## Exercise directions
Count the lines in the material below that contain the string "field", treating uppercase and lowercase as different, and give only the number.

## Items
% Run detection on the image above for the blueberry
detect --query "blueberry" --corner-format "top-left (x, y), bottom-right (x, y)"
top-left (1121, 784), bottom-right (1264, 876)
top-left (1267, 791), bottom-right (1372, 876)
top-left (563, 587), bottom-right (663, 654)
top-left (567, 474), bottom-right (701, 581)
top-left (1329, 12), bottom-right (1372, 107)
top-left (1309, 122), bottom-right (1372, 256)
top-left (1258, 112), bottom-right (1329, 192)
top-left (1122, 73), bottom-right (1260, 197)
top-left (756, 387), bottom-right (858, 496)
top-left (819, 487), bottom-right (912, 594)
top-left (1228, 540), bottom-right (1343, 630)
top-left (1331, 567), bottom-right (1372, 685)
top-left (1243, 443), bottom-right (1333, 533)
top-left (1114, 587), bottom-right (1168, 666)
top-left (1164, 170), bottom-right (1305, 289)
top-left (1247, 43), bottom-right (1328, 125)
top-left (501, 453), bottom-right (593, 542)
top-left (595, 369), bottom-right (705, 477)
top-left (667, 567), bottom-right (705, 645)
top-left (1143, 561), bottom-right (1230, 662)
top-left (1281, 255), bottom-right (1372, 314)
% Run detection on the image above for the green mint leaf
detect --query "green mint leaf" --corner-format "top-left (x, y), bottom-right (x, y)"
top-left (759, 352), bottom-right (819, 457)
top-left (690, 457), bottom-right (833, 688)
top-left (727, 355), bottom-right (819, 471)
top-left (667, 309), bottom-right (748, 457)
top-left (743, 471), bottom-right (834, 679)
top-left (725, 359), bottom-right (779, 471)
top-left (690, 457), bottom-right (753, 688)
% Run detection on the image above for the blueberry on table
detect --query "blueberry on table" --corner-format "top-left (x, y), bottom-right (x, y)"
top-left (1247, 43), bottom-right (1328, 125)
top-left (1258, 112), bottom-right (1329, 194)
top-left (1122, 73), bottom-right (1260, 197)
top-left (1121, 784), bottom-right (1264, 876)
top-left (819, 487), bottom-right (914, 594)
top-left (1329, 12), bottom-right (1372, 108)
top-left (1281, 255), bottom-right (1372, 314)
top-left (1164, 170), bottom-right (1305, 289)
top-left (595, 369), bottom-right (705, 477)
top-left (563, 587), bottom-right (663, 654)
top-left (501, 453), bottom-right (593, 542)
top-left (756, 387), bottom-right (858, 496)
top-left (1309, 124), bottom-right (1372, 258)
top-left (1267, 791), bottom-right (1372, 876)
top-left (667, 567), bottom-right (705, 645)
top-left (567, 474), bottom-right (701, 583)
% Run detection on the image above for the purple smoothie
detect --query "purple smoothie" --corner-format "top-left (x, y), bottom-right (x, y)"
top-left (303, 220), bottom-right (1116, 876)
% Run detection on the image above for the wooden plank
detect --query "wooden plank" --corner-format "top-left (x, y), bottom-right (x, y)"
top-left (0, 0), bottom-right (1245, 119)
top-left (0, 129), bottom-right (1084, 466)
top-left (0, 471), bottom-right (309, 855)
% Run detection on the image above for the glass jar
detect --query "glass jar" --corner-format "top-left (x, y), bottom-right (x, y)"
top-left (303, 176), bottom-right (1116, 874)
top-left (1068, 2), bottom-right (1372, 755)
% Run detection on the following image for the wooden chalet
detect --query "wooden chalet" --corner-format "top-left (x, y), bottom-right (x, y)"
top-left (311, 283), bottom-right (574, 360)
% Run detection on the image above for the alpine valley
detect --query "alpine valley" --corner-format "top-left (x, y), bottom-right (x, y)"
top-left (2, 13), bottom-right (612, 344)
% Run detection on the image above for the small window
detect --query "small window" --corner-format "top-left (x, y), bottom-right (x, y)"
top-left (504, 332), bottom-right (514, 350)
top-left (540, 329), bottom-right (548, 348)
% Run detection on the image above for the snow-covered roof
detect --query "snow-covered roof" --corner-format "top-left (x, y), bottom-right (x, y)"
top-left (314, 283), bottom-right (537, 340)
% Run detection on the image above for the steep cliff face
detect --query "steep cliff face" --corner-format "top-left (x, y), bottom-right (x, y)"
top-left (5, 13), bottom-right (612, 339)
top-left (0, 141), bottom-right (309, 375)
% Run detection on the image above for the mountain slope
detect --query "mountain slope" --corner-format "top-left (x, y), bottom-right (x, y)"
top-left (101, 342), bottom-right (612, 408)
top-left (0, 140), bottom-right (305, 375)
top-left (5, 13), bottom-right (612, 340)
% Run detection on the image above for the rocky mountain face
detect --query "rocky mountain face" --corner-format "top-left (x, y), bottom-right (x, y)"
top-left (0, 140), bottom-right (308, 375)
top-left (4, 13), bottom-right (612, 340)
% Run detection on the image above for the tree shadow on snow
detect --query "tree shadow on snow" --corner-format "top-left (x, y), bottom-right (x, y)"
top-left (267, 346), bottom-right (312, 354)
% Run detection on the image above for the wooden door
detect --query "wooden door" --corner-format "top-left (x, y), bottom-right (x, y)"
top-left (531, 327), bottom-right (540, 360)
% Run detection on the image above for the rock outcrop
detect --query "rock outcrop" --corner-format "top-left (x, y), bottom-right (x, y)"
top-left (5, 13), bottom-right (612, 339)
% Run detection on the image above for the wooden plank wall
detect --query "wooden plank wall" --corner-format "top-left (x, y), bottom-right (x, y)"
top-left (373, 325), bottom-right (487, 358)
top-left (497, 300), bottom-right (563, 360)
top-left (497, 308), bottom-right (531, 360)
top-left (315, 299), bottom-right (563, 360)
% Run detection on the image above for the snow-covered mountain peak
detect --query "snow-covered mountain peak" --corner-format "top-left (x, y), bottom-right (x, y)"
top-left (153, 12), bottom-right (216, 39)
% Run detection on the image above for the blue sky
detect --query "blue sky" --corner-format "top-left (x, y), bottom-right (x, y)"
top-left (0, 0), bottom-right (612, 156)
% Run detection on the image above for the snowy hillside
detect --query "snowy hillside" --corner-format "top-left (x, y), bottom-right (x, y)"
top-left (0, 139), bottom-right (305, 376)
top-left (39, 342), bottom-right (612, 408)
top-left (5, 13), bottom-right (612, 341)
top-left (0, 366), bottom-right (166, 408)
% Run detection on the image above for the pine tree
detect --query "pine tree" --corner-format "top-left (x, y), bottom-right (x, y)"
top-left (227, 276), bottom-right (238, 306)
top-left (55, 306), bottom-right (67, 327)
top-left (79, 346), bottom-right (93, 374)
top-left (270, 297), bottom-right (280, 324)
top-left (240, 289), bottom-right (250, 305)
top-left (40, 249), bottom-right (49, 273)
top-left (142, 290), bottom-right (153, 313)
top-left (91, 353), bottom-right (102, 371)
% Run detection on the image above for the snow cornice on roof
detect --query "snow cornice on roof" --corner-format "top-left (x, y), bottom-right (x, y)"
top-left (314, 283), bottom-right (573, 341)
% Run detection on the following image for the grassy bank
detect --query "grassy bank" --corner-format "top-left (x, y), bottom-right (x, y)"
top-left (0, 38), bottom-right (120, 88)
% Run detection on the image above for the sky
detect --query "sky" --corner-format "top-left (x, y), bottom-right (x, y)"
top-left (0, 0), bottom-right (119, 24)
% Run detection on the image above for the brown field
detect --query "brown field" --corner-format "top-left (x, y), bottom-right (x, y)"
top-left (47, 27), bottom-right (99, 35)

## Solved problem
2